## WRITTEN INSTRUCTION
Please pull out each line in the items below that holds the string "frame", and copy every such line in full.

Recorded data
-----
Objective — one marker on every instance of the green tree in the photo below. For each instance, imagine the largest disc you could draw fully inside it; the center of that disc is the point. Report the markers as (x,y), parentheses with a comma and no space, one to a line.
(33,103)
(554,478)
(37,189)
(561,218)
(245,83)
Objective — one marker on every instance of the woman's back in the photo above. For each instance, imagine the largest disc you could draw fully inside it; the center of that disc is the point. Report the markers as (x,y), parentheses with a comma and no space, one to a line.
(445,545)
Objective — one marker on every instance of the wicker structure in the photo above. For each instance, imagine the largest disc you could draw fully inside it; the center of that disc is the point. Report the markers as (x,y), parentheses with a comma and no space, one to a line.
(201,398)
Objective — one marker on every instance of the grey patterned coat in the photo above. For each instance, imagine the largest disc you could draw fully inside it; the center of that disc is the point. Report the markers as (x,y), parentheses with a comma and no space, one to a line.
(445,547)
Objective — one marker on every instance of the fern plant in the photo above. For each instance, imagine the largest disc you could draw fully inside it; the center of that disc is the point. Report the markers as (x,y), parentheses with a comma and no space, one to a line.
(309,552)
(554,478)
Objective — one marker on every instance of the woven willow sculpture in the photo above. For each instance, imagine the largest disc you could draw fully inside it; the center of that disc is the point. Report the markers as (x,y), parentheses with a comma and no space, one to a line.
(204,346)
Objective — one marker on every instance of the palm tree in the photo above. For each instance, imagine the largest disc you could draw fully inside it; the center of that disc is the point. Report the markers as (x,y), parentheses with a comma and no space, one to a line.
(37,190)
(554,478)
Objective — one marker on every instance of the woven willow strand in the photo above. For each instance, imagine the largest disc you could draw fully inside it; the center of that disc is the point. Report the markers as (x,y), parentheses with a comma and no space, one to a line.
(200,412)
-----
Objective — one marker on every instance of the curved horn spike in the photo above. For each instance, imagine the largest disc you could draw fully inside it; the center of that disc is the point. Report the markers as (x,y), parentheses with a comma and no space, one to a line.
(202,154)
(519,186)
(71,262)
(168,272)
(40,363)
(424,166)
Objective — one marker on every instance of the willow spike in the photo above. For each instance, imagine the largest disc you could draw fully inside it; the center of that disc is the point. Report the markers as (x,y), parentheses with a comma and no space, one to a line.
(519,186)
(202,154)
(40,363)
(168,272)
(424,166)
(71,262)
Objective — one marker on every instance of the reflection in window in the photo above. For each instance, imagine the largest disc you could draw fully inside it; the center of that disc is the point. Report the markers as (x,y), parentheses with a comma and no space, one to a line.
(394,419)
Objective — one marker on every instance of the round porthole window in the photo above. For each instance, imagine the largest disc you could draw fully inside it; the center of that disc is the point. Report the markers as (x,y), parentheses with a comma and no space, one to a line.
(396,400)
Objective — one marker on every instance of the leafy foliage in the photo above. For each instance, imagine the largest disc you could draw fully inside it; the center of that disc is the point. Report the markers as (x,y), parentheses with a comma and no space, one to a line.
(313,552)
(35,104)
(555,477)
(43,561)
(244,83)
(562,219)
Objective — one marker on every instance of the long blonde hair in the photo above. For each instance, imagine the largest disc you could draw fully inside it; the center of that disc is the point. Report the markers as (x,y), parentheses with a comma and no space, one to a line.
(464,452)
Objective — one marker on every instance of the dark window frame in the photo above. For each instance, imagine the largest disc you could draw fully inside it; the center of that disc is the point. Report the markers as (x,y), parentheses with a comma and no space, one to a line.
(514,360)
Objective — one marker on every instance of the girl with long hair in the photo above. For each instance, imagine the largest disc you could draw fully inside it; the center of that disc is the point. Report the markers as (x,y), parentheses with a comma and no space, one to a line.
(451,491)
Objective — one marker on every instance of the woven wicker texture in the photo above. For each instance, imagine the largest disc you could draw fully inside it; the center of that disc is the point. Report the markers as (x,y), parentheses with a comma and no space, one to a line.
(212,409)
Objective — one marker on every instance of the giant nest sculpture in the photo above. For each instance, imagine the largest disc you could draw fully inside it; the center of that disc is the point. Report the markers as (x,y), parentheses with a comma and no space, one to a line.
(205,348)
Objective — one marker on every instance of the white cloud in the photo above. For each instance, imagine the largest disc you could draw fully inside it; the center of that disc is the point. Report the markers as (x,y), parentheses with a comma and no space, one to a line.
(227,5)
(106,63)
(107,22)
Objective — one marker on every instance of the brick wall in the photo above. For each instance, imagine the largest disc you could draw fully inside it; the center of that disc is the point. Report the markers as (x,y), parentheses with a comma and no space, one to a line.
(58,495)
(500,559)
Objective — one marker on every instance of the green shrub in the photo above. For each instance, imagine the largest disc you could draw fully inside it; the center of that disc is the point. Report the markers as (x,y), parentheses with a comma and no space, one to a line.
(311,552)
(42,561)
-----
## TASK RESPONSE
Objective — one marker on every instance of the dark window frame in the photo above. For each instance, imagine the largest disc you could draw fully inside it; the center of that disc is the point. Report the markers as (x,y), parentheses with a comma and no space, one to a line.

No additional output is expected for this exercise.